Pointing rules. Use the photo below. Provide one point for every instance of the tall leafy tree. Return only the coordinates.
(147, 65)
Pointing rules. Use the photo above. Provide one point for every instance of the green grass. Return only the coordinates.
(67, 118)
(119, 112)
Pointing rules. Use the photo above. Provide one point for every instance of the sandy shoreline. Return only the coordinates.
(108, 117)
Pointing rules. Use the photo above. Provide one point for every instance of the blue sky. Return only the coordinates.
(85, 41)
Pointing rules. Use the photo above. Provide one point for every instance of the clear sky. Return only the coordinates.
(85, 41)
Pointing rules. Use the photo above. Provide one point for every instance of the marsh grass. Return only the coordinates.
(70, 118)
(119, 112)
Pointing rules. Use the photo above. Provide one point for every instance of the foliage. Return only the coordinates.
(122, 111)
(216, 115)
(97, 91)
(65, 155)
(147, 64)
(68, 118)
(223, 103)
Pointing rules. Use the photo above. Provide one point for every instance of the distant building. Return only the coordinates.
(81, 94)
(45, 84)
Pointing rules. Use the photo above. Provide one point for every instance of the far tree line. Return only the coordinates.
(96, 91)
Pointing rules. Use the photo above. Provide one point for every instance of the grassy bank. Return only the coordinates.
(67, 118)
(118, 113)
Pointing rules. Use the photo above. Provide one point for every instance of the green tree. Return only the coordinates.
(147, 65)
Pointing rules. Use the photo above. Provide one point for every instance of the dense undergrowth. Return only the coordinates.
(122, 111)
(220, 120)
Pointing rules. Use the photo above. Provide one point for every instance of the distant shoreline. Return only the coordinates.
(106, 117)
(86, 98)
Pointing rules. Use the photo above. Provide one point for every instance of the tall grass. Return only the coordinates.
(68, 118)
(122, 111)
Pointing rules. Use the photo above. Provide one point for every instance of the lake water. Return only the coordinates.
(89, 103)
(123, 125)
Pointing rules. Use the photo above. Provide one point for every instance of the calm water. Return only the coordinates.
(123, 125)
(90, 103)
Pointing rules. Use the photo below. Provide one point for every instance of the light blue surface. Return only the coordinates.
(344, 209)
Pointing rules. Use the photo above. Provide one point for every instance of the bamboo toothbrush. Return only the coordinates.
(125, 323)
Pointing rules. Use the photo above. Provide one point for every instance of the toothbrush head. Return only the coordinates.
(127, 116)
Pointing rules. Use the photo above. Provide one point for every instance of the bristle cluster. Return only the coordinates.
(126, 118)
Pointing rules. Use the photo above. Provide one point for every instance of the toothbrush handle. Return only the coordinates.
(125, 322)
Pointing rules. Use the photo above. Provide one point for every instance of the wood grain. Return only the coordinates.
━━━━━━━━
**Your goal**
Please arrange all of the data above as a numbered list, leaving out any blank lines.

**Exercise answer**
1. Pointing rules. Use the photo below. Provide one point for every instance of the tall leafy tree. Return only the coordinates.
2. (147, 65)
3. Pointing rules. Use the photo above. Provide one point for every instance of the green grass. Return only the coordinates.
4. (67, 118)
5. (119, 112)
6. Pointing rules. Use the photo above. Provide one point for every instance of the sandy shoreline. Return only the coordinates.
7. (108, 117)
8. Pointing rules. Use the photo above. Provide one point for every instance of the blue sky. Return only the coordinates.
9. (85, 41)
10. Pointing rules. Use the photo above. Provide one point for every instance of the clear sky. Return only the coordinates.
11. (85, 41)
12. Pointing rules. Use the photo above. Provide one point for every instance of the marsh grass. Return only the coordinates.
13. (70, 118)
14. (119, 112)
15. Pointing rules. Use the photo above. Provide one point for every instance of the foliage. Return only the coordinates.
16. (122, 111)
17. (216, 115)
18. (97, 91)
19. (65, 155)
20. (147, 64)
21. (68, 118)
22. (223, 103)
23. Pointing rules. Use the photo above. Provide one point for every instance of the distant building. Return only the coordinates.
24. (81, 94)
25. (45, 84)
26. Pointing rules. Use the photo above. Provide one point for every instance of the far tree line. Return only the coordinates.
27. (96, 91)
28. Pointing rules. Use the photo above. Provide one point for every instance of the grassy bank. Return only the coordinates.
29. (67, 118)
30. (118, 113)
31. Pointing rules. Use the photo above. Provide one point for every instance of the green tree. Return only the coordinates.
32. (147, 65)
33. Pointing rules. Use the photo above. Provide one point for every instance of the dense undergrowth. Return only the coordinates.
34. (122, 111)
35. (220, 120)
36. Pointing rules. Use the photo above. Provide one point for every instance of the distant shoreline. Return only the coordinates.
37. (106, 117)
38. (86, 98)
39. Pointing rules. Use the photo above. Provide one point for every instance of the tall grass. Return only the coordinates.
40. (68, 118)
41. (122, 111)
42. Pointing rules. Use the photo above. Provide one point for every instance of the lake water. Return only the coordinates.
43. (89, 103)
44. (123, 125)
45. Pointing rules. Use the photo above. Provide one point for every instance of the calm water. Return only the coordinates.
46. (123, 125)
47. (90, 103)
48. Pointing rules. Use the photo below. Provide one point for every instance of the light blue surface. Return only the coordinates.
49. (344, 209)
50. Pointing rules. Use the photo above. Provide one point for every instance of the bamboo toothbrush. Return only the coordinates.
51. (125, 323)
52. Pointing rules. Use the photo above. Provide one point for every instance of the toothbrush head. Return only the coordinates.
53. (127, 116)
54. Pointing rules. Use the photo above. Provide one point for every instance of the bristle cluster. Return only the coordinates.
55. (126, 118)
56. Pointing rules. Use the photo above. Provide one point for every instance of the toothbrush handle. Return only the coordinates.
57. (125, 322)
58. Pointing rules. Use the photo above. Provide one point for every instance of the wood grain. Return only the coordinates.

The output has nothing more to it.